Begin at the line that has "Can you locate the lamp" and continue through the last line of the entries, then write those lines out again with "lamp post" swapped for "street light" and nothing else changed.

Records
▼
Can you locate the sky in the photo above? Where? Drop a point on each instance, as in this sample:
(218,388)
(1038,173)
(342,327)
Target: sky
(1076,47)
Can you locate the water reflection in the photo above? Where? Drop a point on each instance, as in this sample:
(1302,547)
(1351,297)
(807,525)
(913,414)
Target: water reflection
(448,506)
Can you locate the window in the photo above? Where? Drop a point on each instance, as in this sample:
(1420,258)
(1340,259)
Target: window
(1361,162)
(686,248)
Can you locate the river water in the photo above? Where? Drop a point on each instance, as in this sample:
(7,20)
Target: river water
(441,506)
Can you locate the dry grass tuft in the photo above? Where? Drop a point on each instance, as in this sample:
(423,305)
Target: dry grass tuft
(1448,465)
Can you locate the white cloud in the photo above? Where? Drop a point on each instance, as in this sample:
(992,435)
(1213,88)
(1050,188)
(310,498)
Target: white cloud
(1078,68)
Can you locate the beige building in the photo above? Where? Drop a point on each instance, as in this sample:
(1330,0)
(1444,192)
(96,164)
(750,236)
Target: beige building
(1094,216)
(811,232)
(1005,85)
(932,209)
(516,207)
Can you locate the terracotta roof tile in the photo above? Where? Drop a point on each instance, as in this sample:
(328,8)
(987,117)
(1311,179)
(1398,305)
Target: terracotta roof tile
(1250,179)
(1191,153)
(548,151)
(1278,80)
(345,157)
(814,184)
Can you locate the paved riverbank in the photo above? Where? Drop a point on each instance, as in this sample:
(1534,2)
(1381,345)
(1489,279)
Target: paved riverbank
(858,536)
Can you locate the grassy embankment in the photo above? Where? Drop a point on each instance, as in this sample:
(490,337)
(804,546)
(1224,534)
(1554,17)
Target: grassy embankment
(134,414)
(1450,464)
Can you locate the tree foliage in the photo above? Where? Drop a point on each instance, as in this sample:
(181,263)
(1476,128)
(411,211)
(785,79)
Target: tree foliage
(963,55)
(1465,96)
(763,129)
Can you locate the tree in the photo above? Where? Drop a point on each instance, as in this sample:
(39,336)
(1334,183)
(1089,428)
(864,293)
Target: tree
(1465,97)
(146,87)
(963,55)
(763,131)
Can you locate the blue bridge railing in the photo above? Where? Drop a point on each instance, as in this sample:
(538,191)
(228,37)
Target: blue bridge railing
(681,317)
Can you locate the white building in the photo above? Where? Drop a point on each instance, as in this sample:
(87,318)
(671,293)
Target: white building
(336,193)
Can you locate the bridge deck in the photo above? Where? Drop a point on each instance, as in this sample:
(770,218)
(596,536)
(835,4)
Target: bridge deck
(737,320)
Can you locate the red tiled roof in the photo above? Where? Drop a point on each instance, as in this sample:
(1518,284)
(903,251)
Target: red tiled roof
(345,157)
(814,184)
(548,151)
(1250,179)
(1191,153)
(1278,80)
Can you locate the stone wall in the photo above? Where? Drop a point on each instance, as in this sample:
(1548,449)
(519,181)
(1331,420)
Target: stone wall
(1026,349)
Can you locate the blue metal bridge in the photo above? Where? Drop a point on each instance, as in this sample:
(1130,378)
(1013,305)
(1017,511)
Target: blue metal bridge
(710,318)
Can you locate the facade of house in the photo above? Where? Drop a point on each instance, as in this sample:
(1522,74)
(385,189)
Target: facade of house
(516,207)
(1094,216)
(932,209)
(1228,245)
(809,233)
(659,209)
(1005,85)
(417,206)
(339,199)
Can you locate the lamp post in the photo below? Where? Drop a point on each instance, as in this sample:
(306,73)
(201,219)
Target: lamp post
▲
• _OUTPUT OF THE TASK_
Can you locate the street light in the photo below? Where? Drop a point on each instance, as in this sample:
(306,73)
(201,219)
Target: street light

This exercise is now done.